= WORK TO BE COMPLETED =
Scan the listing below. Report each line that includes "black".

= EXERCISE INPUTS =

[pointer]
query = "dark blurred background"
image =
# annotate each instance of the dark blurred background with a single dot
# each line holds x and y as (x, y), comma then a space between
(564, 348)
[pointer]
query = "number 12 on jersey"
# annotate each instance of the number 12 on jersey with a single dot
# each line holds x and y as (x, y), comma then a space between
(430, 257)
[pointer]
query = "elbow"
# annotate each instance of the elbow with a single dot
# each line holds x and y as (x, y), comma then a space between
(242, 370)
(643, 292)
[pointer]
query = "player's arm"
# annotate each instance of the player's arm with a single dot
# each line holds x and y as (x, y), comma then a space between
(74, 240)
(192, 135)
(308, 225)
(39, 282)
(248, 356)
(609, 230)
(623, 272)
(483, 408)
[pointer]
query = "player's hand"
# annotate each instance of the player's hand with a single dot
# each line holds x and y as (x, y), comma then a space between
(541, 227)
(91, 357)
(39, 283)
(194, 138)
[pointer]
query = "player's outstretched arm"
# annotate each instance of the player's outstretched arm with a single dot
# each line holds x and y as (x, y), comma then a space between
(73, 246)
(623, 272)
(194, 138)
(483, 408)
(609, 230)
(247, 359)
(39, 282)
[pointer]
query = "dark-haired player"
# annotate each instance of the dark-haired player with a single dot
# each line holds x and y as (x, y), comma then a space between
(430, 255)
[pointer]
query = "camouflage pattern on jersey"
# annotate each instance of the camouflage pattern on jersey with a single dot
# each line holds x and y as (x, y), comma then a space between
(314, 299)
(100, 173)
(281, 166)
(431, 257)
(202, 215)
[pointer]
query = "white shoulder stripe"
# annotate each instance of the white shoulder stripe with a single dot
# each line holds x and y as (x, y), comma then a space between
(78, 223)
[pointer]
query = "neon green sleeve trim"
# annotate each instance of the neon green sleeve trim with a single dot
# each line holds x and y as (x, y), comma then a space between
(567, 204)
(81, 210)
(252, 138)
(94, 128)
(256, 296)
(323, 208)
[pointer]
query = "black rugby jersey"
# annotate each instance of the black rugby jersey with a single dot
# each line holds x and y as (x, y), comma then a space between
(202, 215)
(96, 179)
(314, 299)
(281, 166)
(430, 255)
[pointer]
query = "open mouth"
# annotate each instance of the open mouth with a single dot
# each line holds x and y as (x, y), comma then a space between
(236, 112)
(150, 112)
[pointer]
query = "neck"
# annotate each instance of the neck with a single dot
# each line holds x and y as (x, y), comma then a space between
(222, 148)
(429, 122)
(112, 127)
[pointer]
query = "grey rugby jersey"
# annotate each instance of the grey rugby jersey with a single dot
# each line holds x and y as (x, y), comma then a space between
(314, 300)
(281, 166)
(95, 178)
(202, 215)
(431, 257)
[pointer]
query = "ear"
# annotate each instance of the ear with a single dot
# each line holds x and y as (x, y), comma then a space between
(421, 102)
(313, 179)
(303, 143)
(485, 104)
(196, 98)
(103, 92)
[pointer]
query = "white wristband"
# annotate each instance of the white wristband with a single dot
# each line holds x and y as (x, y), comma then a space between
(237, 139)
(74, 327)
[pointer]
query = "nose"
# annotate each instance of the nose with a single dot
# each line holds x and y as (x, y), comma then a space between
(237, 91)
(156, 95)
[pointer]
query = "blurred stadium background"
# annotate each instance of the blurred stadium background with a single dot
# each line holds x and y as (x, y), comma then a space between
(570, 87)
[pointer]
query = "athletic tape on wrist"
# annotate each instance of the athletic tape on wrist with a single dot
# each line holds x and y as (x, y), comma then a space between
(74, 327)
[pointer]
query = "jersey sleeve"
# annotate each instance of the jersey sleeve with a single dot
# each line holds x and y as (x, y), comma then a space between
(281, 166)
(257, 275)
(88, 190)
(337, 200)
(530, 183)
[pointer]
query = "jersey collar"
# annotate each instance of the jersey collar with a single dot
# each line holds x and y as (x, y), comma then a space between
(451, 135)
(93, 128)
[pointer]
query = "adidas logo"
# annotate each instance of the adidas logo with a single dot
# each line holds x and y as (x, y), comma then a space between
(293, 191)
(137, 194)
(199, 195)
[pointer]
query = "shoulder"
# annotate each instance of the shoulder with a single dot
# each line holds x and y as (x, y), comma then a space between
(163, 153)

= WRITTEN RESPONSE =
query = "black rugby jersey"
# annotate each instance of the black rugby jersey with a single dot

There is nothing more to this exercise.